◆ YOUR TASK
Recast the records below as a two-column CSV with the header row "prompt" and "points." Give one row per record, and put each field in double quotes with its line breaks replaced by spaces. Leave the pictures out.
— start of DATASET RECORDS —
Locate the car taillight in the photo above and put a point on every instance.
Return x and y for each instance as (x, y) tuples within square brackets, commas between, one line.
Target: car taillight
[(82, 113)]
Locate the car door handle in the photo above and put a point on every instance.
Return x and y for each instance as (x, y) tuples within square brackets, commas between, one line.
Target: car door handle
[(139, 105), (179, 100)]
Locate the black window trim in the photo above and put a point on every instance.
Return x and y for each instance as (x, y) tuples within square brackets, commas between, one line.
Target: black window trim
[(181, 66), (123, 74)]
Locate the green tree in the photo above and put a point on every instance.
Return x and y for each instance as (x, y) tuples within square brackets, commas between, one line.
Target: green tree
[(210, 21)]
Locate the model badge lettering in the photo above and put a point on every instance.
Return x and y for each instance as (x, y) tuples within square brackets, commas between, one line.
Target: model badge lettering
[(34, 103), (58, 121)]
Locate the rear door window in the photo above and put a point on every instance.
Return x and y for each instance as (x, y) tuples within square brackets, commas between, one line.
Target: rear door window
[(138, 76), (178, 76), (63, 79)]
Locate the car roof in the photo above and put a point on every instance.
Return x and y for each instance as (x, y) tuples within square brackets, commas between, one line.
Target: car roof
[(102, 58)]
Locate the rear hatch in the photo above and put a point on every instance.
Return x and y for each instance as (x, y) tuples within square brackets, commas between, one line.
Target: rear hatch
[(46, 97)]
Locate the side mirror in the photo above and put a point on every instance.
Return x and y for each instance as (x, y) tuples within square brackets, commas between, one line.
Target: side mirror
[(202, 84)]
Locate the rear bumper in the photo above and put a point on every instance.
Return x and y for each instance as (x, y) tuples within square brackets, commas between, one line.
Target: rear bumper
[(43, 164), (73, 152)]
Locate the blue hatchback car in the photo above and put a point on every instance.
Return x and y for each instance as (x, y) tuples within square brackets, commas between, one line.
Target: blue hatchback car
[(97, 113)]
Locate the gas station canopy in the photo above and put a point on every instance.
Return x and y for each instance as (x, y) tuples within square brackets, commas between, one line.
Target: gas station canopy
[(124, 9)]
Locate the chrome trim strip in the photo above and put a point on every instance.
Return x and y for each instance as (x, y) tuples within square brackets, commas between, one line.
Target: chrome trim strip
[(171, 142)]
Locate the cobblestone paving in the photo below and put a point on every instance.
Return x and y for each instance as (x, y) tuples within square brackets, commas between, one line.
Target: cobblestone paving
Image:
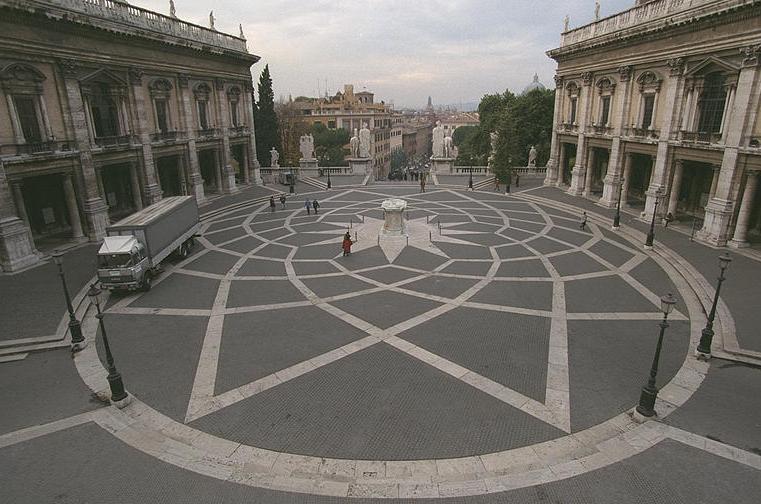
[(499, 348)]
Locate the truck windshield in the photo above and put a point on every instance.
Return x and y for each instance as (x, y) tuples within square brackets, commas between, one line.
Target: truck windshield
[(114, 260)]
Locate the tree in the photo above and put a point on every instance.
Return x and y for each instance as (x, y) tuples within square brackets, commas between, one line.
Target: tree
[(265, 119), (329, 145), (291, 128)]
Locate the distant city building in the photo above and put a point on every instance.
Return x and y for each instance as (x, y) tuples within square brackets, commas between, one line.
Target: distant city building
[(661, 102), (109, 107), (535, 84)]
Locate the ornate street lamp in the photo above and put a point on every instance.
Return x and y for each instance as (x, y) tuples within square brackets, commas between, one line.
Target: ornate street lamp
[(651, 233), (119, 396), (617, 216), (706, 337), (646, 406), (78, 342)]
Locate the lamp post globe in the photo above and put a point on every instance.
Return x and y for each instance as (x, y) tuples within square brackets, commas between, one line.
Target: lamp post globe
[(78, 341), (646, 406), (706, 336), (119, 396)]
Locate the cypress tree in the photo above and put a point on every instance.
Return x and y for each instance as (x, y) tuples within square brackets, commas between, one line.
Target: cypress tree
[(265, 120)]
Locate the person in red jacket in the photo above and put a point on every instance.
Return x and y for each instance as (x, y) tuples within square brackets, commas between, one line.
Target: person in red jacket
[(347, 243)]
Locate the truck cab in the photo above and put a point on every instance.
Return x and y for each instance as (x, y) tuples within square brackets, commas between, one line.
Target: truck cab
[(123, 264)]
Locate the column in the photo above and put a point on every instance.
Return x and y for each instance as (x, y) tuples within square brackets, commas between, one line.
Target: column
[(714, 181), (16, 245), (676, 184), (551, 176), (740, 238), (720, 207), (144, 129), (627, 177), (660, 168), (137, 200), (72, 207), (95, 210), (589, 173)]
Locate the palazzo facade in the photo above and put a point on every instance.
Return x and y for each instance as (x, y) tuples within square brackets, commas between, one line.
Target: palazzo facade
[(107, 108), (660, 104)]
— end of DATASET RECORDS —
◆ THE RESPONSE
prompt,points
"Locate the car taillight in the photo above and put a point on every instance. Return x and y for each instance as (x, y) tuples within square brackets, commas between, one line. Target: car taillight","[(82, 113)]"
"Locate the car door handle in the photo above and put a point on every instance. Return x and y for each instance as (x, y) tuples within square brackets, commas between, one line. Target: car door handle","[(139, 105), (179, 100)]"
"Locate the black window trim in the photo above and put a point on every instance. Return x and y for each instance as (x, y) tuples within square brackets, commas between, one line. Target: black window trim","[(181, 66), (123, 74)]"
"Locate the green tree in the photo above and put a point on every instance. Return x and y for each instance as (x, y) tuples within square brackets, commas between, one line. Target: green tree","[(210, 21)]"
"Locate the model badge lettering in the photo above and put a point on every instance. Return x and y for each instance as (x, y) tuples within square brackets, commas between, one line. Target: model badge lettering","[(34, 103), (58, 121)]"
"Locate the rear door window in the photo above and put a point on every instance. Return x and y for each instance as (x, y) tuples within square brackets, commas between, one line. Target: rear door window","[(138, 76), (178, 76), (63, 79)]"
"Locate the car roof in the photo above and put a point on every instance. Return x and y for each instance as (x, y) tuples within square brackets, commas between, one line. Target: car roof","[(102, 58)]"
"Locate the rear hatch in the photo above and put a point on every instance. Return x and y for each instance as (x, y) tuples within square brackets, commas between, one line. Target: rear hatch","[(46, 97)]"
"Locate the side mirror in the photo above and put a point on every instance. Return x and y for each instance as (x, y) tuples within square brackets, commas between, one line. Target: side mirror","[(202, 84)]"
"Locate the rear bumper in the photo above and put a point on every instance. Return x and y for each instance as (x, y) tuples within square brackets, commas between, one line. Target: rear bumper","[(43, 164), (73, 152)]"
"Locate the blue hatchback car in the photo above and put a point on every instance. Return x and y for each instance as (x, y) tuples within square brackets, commas between, one line. Target: blue hatchback car","[(97, 113)]"
"Locate the gas station canopy in the photo above and put a point on every instance. Return x and y for each instance as (x, y) tuples within square brackets, commas between, one line. Target: gas station canopy","[(124, 9)]"
"Locate the chrome trim strip in the photo above and put a point on every instance. Return x and y for each instance as (x, y) tuples within square brackets, commas between, one line. Target: chrome trim strip","[(171, 142)]"
"Locate the cobblestone paving in the photo below and put a point on every instance. Return x and y for each instance as (x, y) tuples within square brackets, commas between, one line. Target: cobblestone paving Image:","[(499, 348)]"
"Locate the truck windshield in the photo above and put a point on every instance. Return x and y for each instance as (x, y) tuples within square brackets, commas between, one line. Target: truck windshield","[(114, 260)]"
"Locate the tree in the photo above and put a point on every instance. Return x and y for each instance as (x, y) tuples within square brackets, commas between, one line. Target: tree","[(265, 119), (329, 145), (291, 128)]"
"Locate the distant city building in the photo above and put a point on every instance. Return x and y for each instance as (x, y) tuples within square brackets, commas between, one line. Target: distant city building","[(661, 102), (109, 107), (535, 84)]"
"Locate the ornate street lamp in the photo above and put a point on every instance. Return x and y for each instance as (x, y) tuples within square brackets, commas between, one line. Target: ornate street lamp","[(651, 233), (119, 396), (617, 216), (706, 337), (646, 406), (78, 342)]"
"Locate the lamp post globe in the photo above and put a point on every instance. Return x and y for each instance as (x, y) tuples within square brackets, commas between, one line. Target: lamp post globe","[(78, 341), (646, 406), (706, 336), (119, 396)]"
"Locate the cypress tree in the photo above and put a point on every instance. Return x and y for each instance as (x, y) tuples within square brackets, commas between, one line. Target: cypress tree","[(265, 120)]"
"Locate the person in red jacket in the photo above and put a point on every instance. Return x and y for each instance as (x, y) tuples within square brackets, commas between, one line. Target: person in red jacket","[(347, 243)]"
"Locate the truck cab in the photo above and put a point on every instance. Return x and y for each instance as (x, y) tuples within square brackets, commas between, one line. Target: truck cab","[(123, 264)]"
"Locate the column in the photo above and put a point on every instance. Return x and y for each instance as (x, y) tuples within square brackets, commas between, one line. Target: column","[(714, 181), (16, 245), (676, 184), (551, 176), (740, 238), (720, 207), (144, 129), (627, 177), (660, 168), (137, 200), (72, 207), (95, 210), (589, 173)]"
"Locate the palazzo facade in the photo above and put a point on every instance. Return x and y for each instance as (x, y) tuples within square brackets, commas between, one line. Target: palazzo facade","[(107, 108), (660, 104)]"